■ **Provided records**:
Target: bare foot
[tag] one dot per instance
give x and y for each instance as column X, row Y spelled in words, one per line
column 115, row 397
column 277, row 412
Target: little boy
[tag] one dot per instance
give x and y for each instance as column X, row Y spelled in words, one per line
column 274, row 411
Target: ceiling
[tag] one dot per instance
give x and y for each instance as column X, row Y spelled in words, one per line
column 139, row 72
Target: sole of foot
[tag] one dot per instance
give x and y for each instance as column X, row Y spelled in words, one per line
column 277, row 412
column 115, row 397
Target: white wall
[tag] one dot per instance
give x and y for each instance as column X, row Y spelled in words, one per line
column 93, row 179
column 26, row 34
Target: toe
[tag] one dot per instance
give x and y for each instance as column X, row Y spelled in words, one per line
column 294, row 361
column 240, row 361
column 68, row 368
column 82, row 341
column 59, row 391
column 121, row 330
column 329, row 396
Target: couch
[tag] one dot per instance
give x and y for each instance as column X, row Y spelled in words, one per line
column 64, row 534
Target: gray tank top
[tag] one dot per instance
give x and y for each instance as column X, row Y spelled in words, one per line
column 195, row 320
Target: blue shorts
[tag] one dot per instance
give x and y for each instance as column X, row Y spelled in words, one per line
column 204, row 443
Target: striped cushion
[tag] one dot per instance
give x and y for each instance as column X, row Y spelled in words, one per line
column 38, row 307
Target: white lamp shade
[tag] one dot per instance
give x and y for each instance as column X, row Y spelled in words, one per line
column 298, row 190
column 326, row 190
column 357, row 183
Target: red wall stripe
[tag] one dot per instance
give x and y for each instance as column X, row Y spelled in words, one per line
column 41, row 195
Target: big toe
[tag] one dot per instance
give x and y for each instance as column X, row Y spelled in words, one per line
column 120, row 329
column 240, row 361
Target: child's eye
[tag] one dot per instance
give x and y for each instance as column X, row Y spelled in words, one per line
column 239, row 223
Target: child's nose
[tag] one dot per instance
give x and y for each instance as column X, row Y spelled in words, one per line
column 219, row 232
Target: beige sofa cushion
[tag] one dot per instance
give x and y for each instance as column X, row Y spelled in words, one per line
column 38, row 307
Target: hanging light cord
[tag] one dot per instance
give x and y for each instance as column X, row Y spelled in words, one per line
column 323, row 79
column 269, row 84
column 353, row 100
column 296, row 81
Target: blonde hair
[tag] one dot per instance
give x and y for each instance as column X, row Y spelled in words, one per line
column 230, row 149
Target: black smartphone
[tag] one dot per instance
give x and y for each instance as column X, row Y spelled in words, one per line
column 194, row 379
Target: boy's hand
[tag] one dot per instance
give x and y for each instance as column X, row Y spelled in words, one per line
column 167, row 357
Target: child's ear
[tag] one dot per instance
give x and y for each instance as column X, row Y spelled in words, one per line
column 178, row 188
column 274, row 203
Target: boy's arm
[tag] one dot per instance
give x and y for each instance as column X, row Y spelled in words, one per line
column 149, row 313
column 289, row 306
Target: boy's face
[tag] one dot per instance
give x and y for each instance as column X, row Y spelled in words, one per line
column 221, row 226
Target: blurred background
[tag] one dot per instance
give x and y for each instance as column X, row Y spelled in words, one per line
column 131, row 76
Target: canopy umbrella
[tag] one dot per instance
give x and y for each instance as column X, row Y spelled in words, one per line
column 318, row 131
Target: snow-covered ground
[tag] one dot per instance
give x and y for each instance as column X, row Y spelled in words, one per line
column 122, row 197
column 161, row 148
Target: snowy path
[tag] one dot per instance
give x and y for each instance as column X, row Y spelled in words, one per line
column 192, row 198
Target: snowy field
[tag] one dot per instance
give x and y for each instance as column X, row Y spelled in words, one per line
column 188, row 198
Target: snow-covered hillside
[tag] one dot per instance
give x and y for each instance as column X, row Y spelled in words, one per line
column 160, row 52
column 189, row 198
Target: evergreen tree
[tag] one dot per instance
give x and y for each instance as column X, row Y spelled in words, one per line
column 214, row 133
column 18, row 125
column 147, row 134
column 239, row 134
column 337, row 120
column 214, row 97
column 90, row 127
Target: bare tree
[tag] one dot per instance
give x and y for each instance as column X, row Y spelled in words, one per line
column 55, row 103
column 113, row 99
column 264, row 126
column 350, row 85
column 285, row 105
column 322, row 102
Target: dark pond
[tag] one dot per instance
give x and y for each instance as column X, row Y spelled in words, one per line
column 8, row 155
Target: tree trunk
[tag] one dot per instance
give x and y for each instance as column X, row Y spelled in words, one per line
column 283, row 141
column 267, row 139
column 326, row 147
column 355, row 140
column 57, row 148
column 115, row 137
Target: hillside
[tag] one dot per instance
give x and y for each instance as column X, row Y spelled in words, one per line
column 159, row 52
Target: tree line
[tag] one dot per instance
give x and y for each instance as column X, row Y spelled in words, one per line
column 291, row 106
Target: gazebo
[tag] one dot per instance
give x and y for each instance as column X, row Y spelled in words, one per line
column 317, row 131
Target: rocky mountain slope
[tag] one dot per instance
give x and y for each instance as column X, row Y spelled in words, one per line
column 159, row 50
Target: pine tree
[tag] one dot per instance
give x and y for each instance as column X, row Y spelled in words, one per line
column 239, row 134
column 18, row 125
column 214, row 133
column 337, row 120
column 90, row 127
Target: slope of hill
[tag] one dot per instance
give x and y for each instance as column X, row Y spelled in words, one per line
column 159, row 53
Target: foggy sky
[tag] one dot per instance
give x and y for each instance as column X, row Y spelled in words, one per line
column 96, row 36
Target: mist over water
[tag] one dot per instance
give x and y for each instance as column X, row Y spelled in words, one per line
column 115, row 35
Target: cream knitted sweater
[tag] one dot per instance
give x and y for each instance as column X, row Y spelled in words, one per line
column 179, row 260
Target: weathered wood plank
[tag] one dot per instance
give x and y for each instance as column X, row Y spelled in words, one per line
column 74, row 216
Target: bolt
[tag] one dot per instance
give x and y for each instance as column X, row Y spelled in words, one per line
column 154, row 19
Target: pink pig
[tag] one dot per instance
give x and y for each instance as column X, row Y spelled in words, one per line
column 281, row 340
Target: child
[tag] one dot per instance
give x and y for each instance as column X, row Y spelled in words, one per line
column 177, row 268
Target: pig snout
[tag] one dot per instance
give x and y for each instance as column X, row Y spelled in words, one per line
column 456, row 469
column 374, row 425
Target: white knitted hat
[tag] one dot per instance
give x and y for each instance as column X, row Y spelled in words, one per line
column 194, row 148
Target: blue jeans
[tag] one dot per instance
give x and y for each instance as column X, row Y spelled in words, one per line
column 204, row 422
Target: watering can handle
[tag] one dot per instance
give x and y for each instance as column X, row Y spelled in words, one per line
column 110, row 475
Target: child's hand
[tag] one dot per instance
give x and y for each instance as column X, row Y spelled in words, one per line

■ **Directions for this task**: Each record, exactly as written, is to be printed again.

■ **Result for this task**:
Target: bare foot
[tag] one dot per instance
give x and y for each instance as column X, row Y spelled in words, one per line
column 115, row 397
column 277, row 412
Target: little boy
[tag] one dot per instance
give x and y for each instance as column X, row Y spelled in words, one per line
column 274, row 411
Target: ceiling
[tag] one dot per instance
give x and y for each instance as column X, row Y spelled in words, one per line
column 139, row 72
Target: sole of foot
[tag] one dot per instance
give x and y for each instance as column X, row Y spelled in words, one per line
column 277, row 412
column 115, row 397
Target: white wall
[tag] one dot per instance
give x and y for each instance as column X, row Y spelled in words, one per line
column 93, row 179
column 26, row 34
Target: toe
[tag] one dot per instance
give x and y for each instance as column X, row Y spelled in words, one per line
column 294, row 361
column 240, row 361
column 68, row 368
column 82, row 341
column 59, row 391
column 121, row 330
column 329, row 396
Target: couch
[tag] one dot per instance
give x and y for each instance as column X, row Y spelled in words, one per line
column 64, row 534
Target: gray tank top
[tag] one dot per instance
give x and y for each instance as column X, row Y spelled in words, one per line
column 195, row 320
Target: blue shorts
[tag] one dot per instance
give x and y for each instance as column X, row Y spelled in words, one per line
column 204, row 443
Target: striped cushion
[tag] one dot per instance
give x and y for each instance as column X, row Y spelled in words, one per line
column 38, row 307
Target: white lamp shade
[tag] one dot per instance
give x and y for each instance as column X, row Y spelled in words, one per line
column 298, row 190
column 326, row 190
column 357, row 183
Target: red wall stripe
[tag] one dot per instance
give x and y for each instance as column X, row Y spelled in words, one per line
column 41, row 195
Target: big toe
[tag] one dot per instance
give x and y for each instance as column X, row Y spelled in words, one per line
column 120, row 329
column 240, row 361
Target: child's eye
[tag] one dot per instance
give x and y for each instance as column X, row Y spelled in words, one per line
column 239, row 223
Target: child's nose
[tag] one dot per instance
give x and y for each instance as column X, row Y spelled in words, one per line
column 219, row 232
Target: beige sofa cushion
[tag] one dot per instance
give x and y for each instance as column X, row Y spelled in words, one per line
column 38, row 307
Target: hanging light cord
[tag] one dot per instance
give x and y for each instance as column X, row Y spelled in words, one per line
column 323, row 79
column 269, row 84
column 353, row 100
column 296, row 81
Target: blonde hair
[tag] one dot per instance
give x and y for each instance as column X, row Y spelled in words, one per line
column 230, row 149
Target: black smartphone
[tag] one dot per instance
give x and y for each instance as column X, row Y spelled in words, one per line
column 194, row 379
Target: boy's hand
[tag] one dot per instance
give x and y for each instance as column X, row Y spelled in words, one per line
column 167, row 357
Target: child's ear
[tag] one dot per instance
give x and y for each instance as column X, row Y spelled in words, one per line
column 178, row 188
column 274, row 203
Target: boy's arm
[tag] one dot per instance
give x and y for each instance as column X, row Y spelled in words, one per line
column 149, row 313
column 289, row 306
Target: boy's face
[tag] one dot per instance
give x and y for each instance as column X, row Y spelled in words, one per line
column 221, row 226
Target: blurred background
[tag] one dot per instance
give x and y for each instance as column X, row Y spelled in words, one per line
column 131, row 76
Target: canopy umbrella
[tag] one dot per instance
give x and y for each instance as column X, row Y spelled in words, one per line
column 318, row 131
Target: snow-covered ground
[tag] one dot per instance
give x and y for each instance as column X, row Y spelled in words, one per line
column 122, row 197
column 161, row 148
Target: snowy path
[tag] one dot per instance
give x and y for each instance as column X, row Y spelled in words, one per line
column 192, row 198
Target: snowy field
[tag] one dot per instance
give x and y for each instance as column X, row Y spelled in words, one per line
column 188, row 198
Target: snow-covered hillside
[tag] one dot per instance
give x and y for each instance as column X, row Y spelled in words, one per line
column 160, row 52
column 189, row 198
Target: evergreen tree
[tag] one dot per instance
give x and y for each instance as column X, row Y spelled in words, one per line
column 214, row 133
column 18, row 125
column 147, row 134
column 239, row 134
column 337, row 120
column 214, row 97
column 90, row 127
Target: bare tree
[tag] one dot per instance
give x and y for each instance as column X, row Y spelled in words, one per line
column 55, row 103
column 113, row 99
column 264, row 126
column 350, row 85
column 285, row 105
column 322, row 102
Target: dark pond
[tag] one dot per instance
give x and y for each instance as column X, row Y spelled in words, one per line
column 8, row 155
Target: tree trunk
[tag] one dot per instance
give x and y for each instance as column X, row Y spelled in words, one per line
column 283, row 141
column 267, row 139
column 326, row 147
column 355, row 140
column 57, row 148
column 115, row 137
Target: hillside
[tag] one dot per instance
give x and y for each instance as column X, row Y spelled in words, one per line
column 159, row 52
Target: tree line
[tag] one dot per instance
give x and y for each instance as column X, row Y spelled in words, one per line
column 291, row 106
Target: gazebo
[tag] one dot per instance
give x and y for each instance as column X, row Y spelled in words, one per line
column 317, row 131
Target: rocky mountain slope
[tag] one dot per instance
give x and y for each instance as column X, row Y spelled in words, one per line
column 159, row 50
Target: pine tree
[tag] one dot per instance
give x and y for each instance as column X, row Y spelled in words, one per line
column 239, row 134
column 18, row 125
column 214, row 133
column 337, row 120
column 90, row 127
Target: slope of hill
[tag] one dot per instance
give x and y for each instance as column X, row Y spelled in words, one per line
column 159, row 53
Target: foggy sky
[tag] one dot per instance
give x and y for each instance as column X, row Y spelled in words, one per line
column 96, row 36
Target: mist over water
[tag] one dot per instance
give x and y for each instance as column X, row Y spelled in words, one per line
column 115, row 35
Target: cream knitted sweater
[tag] one dot per instance
give x and y for each instance as column X, row Y spelled in words, one per line
column 179, row 260
Target: weathered wood plank
[tag] one dot per instance
give x and y for each instance as column X, row Y spelled in words, one per line
column 74, row 216
Target: bolt
[tag] one dot per instance
give x and y for each instance as column X, row Y spelled in words, one per line
column 154, row 19
Target: pink pig
[tag] one dot per instance
give x and y for each instance as column X, row Y spelled in words, one per line
column 281, row 340
Target: child
[tag] one dot per instance
give x and y for each instance as column X, row Y spelled in words, one per line
column 177, row 268
Target: pig snout
[tag] one dot per instance
give x and y for each instance as column X, row Y spelled in words, one per line
column 456, row 469
column 374, row 425
Target: white knitted hat
[tag] one dot per instance
give x and y for each instance as column X, row Y spelled in words, one per line
column 194, row 148
Target: blue jeans
[tag] one dot per instance
give x and y for each instance as column X, row Y spelled in words, one per line
column 204, row 422
Target: watering can handle
[tag] one dot per instance
give x and y for each instance as column X, row Y spelled in words, one per line
column 110, row 475
Target: child's hand
[tag] one dot per instance
give x and y for each instance as column X, row Y spelled in words, one per line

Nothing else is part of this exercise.